● WHAT THE EXERCISE ASKS: Scan the records for the line containing "# point at: blue jacket"; extract it and all later lines, verbatim, through the end, and nothing before it.

......

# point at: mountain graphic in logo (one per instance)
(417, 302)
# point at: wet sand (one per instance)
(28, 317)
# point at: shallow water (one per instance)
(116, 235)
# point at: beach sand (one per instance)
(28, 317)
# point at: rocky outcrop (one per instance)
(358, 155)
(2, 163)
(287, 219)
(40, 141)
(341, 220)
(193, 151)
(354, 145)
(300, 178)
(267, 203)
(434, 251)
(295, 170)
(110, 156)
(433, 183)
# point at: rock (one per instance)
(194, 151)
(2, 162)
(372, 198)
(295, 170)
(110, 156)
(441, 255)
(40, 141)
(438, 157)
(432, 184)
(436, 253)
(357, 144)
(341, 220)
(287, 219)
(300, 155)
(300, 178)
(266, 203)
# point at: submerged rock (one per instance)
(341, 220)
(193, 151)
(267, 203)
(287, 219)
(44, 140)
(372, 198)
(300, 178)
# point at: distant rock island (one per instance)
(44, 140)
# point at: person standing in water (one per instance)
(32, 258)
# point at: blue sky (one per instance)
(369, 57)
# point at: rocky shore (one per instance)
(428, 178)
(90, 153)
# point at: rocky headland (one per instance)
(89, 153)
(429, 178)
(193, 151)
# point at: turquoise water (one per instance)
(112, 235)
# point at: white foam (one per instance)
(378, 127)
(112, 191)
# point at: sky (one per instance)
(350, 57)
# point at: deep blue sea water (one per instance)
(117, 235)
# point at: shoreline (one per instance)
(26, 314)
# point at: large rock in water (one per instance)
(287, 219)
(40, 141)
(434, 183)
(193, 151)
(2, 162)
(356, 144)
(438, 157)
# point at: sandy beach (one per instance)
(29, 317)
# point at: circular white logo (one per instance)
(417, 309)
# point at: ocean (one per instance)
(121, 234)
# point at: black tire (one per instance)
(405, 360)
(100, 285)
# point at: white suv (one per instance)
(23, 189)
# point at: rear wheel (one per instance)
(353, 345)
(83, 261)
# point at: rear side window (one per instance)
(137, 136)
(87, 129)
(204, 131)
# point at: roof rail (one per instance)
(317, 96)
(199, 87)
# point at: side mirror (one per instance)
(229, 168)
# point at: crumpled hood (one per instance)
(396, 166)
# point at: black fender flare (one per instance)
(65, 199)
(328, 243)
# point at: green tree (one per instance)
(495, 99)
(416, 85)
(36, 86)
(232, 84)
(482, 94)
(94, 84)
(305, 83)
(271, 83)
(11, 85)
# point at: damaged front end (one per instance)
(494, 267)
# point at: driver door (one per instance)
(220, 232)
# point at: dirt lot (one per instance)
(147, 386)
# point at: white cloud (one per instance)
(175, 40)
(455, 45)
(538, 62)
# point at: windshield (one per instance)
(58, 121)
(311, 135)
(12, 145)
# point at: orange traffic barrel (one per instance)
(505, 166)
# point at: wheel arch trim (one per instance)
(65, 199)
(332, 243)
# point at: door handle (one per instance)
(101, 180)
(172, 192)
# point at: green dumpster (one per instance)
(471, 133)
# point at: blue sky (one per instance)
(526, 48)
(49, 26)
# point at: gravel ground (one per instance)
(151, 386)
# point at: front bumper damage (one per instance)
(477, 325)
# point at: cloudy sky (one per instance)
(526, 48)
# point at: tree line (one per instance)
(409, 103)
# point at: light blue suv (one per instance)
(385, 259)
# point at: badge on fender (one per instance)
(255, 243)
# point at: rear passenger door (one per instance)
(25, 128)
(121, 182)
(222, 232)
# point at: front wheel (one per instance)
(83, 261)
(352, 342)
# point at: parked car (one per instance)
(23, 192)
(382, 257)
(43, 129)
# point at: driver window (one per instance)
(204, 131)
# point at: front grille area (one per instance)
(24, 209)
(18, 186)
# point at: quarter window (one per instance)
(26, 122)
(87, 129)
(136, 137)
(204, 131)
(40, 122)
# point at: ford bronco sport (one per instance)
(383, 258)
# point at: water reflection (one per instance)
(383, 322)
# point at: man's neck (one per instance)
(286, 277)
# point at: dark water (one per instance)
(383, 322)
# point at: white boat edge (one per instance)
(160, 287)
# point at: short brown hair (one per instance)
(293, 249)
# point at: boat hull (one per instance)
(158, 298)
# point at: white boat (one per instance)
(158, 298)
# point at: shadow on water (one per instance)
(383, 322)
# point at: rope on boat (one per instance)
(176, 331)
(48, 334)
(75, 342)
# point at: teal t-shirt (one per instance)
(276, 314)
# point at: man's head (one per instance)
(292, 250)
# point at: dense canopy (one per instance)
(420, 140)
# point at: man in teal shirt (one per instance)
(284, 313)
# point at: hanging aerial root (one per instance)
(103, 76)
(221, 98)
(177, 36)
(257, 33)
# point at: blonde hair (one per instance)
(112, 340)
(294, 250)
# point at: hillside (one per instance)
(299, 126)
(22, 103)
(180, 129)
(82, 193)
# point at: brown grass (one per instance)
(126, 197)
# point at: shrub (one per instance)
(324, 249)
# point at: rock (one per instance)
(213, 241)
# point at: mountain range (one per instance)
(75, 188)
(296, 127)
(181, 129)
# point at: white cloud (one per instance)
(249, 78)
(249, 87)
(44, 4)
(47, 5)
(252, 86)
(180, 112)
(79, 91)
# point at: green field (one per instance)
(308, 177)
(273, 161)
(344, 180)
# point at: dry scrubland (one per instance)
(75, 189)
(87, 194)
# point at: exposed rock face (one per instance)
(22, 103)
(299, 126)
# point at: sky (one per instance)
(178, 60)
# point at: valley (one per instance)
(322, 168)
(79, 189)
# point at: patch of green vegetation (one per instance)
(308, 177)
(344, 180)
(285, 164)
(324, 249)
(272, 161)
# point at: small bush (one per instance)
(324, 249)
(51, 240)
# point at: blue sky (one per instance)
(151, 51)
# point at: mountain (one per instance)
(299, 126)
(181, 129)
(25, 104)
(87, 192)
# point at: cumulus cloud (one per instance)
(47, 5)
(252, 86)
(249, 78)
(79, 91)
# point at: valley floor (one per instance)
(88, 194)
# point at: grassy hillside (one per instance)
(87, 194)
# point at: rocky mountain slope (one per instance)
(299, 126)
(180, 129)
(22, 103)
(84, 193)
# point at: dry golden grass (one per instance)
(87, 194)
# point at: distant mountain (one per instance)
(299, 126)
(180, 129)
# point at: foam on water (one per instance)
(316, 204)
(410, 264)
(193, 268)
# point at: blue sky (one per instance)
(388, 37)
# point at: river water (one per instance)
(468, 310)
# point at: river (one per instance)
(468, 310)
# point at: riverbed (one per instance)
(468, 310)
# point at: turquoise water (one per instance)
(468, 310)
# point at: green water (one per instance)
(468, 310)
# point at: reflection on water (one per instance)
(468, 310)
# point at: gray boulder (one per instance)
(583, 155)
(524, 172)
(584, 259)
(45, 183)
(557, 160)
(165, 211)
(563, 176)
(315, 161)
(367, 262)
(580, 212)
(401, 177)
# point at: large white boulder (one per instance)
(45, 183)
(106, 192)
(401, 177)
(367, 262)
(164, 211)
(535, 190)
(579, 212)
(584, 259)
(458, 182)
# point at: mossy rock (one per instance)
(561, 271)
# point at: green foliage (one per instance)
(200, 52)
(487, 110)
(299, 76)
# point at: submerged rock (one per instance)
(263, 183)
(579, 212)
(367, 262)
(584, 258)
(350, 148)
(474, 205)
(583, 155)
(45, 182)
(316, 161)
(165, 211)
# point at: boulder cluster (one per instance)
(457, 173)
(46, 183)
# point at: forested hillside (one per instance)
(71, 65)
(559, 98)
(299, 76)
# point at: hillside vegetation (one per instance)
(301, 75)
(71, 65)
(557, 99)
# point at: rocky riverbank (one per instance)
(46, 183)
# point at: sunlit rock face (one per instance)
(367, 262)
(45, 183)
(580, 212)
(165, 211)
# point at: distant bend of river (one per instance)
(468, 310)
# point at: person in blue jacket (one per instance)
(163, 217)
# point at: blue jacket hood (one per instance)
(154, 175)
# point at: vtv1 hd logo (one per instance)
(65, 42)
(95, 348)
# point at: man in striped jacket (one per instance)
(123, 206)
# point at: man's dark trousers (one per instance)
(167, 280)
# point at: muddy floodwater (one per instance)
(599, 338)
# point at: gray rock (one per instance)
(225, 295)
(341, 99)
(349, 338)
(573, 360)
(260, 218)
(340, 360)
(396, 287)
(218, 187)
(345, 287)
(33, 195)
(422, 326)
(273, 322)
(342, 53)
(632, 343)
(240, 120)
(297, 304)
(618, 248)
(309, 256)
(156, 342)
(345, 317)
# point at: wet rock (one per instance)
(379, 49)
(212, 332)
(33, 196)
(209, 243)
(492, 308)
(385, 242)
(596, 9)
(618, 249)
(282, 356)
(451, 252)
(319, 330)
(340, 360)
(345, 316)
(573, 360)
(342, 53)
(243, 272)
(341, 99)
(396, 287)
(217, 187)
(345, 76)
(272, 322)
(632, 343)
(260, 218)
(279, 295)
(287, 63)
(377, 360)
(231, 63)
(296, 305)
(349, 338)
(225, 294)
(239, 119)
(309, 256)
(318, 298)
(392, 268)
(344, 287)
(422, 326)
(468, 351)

......

● RESULT FOR THIS TASK:
# point at: blue jacket hood (one per instance)
(154, 175)
# point at: vtv1 hd logo (one per instance)
(65, 42)
(95, 348)
# point at: man in striped jacket (one per instance)
(123, 206)
# point at: man's dark trousers (one per instance)
(167, 280)
# point at: muddy floodwater (one per instance)
(599, 338)
# point at: gray rock (one per instance)
(225, 295)
(341, 99)
(349, 338)
(573, 360)
(260, 218)
(340, 360)
(396, 287)
(218, 187)
(345, 287)
(33, 195)
(422, 326)
(273, 322)
(342, 53)
(632, 343)
(240, 120)
(297, 304)
(618, 248)
(309, 256)
(156, 342)
(345, 317)
# point at: wet rock (one per instance)
(379, 49)
(212, 332)
(33, 196)
(209, 243)
(492, 308)
(385, 242)
(596, 9)
(618, 249)
(282, 356)
(451, 252)
(319, 330)
(340, 360)
(345, 316)
(573, 360)
(342, 53)
(243, 272)
(341, 99)
(396, 287)
(217, 187)
(345, 76)
(272, 322)
(632, 343)
(260, 218)
(279, 295)
(287, 63)
(377, 360)
(231, 63)
(296, 305)
(349, 338)
(225, 294)
(239, 119)
(309, 256)
(318, 298)
(392, 268)
(344, 287)
(422, 326)
(468, 351)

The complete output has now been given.